Work instructions: Write the lines of the listing below as a JSON list of strings, one string per line and skipping any blank lines. Cover only the lines from the start of the listing through the line holding "x=204 y=129", inclusive.

Stored items:
((
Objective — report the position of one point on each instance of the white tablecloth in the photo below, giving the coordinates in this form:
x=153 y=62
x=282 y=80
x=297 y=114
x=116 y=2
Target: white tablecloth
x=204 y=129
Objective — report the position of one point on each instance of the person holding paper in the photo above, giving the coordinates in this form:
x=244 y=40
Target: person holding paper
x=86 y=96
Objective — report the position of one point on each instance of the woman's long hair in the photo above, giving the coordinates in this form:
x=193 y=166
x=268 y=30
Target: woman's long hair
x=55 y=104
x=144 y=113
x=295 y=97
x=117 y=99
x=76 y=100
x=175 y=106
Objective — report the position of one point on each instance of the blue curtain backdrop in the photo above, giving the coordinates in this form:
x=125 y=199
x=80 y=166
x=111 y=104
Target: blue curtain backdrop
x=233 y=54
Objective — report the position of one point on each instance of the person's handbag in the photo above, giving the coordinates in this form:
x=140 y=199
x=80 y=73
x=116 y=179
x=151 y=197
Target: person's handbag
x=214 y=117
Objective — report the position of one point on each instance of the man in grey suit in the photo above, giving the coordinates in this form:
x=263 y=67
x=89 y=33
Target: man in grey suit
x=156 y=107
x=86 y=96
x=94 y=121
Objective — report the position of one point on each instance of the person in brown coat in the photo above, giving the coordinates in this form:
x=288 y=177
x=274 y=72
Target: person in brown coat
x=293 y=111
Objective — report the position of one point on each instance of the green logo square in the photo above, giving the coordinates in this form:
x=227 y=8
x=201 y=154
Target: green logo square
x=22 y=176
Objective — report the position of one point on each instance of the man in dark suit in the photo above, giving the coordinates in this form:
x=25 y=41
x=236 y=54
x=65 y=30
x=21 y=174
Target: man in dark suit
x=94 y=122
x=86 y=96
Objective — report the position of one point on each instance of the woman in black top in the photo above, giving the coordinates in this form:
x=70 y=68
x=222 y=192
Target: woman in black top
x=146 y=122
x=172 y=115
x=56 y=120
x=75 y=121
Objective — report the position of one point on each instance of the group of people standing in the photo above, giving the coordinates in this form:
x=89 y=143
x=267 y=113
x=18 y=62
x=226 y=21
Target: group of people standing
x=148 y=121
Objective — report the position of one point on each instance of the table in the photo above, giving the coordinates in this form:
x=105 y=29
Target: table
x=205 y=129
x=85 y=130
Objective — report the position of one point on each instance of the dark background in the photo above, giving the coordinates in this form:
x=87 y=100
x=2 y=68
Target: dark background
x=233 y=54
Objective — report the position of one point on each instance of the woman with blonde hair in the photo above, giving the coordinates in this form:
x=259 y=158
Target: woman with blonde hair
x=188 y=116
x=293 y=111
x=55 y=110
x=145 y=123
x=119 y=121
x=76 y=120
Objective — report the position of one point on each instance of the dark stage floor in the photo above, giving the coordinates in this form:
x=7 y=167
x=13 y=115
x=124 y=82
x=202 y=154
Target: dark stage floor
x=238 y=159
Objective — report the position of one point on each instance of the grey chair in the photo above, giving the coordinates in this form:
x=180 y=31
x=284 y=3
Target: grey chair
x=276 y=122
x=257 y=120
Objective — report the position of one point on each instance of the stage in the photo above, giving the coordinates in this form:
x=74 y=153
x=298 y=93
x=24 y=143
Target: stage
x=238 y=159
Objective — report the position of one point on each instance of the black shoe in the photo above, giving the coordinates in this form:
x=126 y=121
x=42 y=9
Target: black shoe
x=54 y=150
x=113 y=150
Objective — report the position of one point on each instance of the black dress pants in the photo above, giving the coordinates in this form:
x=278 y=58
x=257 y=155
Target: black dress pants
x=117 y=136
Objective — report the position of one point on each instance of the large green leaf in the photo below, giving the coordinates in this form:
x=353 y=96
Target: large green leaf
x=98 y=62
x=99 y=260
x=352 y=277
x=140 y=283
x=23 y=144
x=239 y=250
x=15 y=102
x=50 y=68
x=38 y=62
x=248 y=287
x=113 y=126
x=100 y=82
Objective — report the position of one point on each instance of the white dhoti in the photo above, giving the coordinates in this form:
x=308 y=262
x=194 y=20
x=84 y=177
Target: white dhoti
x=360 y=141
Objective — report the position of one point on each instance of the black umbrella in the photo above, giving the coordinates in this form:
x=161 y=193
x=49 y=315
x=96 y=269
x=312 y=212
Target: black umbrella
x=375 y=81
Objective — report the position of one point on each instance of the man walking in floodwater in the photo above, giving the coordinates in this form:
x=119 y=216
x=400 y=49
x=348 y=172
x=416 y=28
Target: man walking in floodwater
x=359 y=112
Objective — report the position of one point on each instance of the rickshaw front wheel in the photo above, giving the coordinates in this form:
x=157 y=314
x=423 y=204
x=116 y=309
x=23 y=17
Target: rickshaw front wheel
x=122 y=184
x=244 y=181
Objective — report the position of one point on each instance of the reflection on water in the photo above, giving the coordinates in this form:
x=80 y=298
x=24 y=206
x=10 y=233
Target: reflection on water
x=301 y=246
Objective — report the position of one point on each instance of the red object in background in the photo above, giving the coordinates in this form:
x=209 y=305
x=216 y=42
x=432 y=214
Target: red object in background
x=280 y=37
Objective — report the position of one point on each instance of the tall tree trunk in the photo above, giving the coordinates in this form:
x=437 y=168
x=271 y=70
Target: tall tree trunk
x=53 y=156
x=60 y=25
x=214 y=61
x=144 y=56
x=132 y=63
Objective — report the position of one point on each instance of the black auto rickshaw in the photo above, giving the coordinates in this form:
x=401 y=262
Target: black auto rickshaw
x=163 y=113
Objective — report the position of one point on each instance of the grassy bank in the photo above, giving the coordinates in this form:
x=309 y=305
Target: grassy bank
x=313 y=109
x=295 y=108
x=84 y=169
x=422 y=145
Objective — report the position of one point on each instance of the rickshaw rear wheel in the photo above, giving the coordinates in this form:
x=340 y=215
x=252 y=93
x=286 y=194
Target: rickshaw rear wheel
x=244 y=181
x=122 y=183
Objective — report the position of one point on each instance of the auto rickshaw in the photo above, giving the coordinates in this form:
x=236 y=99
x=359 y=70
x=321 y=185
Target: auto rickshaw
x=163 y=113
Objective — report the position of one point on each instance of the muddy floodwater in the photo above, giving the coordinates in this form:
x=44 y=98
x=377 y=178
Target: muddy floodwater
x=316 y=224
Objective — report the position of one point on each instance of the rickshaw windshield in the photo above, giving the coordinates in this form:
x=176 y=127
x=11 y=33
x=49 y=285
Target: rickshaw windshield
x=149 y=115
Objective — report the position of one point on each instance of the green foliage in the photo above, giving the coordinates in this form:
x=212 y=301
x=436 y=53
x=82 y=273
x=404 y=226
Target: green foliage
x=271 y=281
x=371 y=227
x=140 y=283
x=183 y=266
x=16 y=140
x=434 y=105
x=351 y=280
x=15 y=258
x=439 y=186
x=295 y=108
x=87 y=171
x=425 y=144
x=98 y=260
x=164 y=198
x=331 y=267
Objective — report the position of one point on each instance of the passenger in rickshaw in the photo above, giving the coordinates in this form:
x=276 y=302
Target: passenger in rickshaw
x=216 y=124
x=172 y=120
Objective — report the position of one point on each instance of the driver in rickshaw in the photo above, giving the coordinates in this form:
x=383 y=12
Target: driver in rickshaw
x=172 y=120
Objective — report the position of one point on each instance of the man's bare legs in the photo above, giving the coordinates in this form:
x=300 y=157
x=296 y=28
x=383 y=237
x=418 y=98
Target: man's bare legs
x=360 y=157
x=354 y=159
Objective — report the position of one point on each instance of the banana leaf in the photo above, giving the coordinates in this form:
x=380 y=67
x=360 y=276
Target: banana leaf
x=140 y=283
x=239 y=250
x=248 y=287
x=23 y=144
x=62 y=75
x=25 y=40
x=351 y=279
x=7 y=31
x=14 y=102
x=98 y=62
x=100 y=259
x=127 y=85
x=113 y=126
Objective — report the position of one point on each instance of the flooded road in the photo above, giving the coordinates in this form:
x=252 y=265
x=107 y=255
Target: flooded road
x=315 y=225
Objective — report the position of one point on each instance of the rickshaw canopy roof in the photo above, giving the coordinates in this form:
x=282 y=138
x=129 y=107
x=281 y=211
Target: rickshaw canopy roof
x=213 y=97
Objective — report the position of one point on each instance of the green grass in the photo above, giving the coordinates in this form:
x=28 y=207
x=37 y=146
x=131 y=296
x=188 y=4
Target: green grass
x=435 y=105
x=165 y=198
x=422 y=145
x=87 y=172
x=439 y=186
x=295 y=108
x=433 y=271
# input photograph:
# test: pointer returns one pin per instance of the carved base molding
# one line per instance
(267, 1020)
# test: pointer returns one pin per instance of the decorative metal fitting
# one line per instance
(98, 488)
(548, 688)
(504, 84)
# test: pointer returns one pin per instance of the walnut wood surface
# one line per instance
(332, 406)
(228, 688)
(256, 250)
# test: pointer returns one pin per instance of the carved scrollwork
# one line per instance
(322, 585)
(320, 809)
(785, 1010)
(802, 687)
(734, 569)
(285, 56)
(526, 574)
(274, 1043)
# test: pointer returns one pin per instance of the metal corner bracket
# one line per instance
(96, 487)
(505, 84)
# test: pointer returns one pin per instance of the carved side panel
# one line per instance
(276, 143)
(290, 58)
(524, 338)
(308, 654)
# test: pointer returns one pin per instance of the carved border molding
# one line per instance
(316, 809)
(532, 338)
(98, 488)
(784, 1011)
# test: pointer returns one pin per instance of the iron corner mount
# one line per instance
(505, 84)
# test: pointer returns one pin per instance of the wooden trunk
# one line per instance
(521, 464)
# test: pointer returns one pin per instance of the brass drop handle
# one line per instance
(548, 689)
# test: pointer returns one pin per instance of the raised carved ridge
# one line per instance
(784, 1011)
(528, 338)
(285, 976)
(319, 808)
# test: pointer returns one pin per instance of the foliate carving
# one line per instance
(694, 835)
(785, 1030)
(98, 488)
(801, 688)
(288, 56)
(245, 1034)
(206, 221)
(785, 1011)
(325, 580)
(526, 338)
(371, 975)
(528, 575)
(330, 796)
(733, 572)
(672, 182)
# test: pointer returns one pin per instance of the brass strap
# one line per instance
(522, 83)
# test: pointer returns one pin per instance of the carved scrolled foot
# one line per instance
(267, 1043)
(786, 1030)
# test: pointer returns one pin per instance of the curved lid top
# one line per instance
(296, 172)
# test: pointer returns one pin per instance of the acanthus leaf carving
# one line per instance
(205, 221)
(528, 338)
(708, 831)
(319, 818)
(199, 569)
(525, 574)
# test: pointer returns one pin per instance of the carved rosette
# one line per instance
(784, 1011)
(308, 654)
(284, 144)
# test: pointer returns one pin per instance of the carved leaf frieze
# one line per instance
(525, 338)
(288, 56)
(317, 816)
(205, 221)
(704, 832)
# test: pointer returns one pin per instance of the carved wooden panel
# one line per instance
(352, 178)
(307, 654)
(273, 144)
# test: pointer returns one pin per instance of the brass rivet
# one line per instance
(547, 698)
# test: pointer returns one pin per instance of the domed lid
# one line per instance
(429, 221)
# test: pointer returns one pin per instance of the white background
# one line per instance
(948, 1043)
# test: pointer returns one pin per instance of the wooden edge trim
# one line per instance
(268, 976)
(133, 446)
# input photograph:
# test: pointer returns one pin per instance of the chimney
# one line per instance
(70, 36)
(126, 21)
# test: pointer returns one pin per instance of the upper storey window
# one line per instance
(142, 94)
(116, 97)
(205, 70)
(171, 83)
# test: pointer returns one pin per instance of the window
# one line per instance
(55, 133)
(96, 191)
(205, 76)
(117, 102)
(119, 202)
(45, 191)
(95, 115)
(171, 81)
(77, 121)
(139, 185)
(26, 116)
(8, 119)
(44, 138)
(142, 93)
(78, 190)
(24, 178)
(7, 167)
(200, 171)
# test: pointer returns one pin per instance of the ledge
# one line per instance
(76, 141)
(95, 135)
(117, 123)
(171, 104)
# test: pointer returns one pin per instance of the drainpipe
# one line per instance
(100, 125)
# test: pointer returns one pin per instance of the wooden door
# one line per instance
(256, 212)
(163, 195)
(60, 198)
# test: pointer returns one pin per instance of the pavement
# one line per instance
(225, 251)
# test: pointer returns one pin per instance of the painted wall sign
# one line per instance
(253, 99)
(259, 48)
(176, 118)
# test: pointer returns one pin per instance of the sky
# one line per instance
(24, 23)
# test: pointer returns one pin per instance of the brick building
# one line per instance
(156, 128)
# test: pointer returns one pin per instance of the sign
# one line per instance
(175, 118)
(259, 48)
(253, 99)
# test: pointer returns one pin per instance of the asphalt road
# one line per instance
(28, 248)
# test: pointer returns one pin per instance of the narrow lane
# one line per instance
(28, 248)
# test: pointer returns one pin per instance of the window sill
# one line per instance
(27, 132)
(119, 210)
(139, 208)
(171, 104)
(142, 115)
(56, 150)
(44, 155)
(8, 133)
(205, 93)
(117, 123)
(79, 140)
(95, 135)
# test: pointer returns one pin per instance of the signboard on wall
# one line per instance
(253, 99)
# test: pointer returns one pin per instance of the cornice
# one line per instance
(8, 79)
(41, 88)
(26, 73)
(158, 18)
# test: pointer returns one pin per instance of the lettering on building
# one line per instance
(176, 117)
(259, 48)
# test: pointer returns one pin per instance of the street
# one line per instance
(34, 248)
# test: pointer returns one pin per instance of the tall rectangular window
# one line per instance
))
Completed exercise:
[
  "Objective — report the position of one point on each instance of the white tablecloth in the photo below, giving the coordinates in this form:",
  "x=153 y=62",
  "x=282 y=80",
  "x=297 y=114",
  "x=116 y=2",
  "Target: white tablecloth",
  "x=204 y=129"
]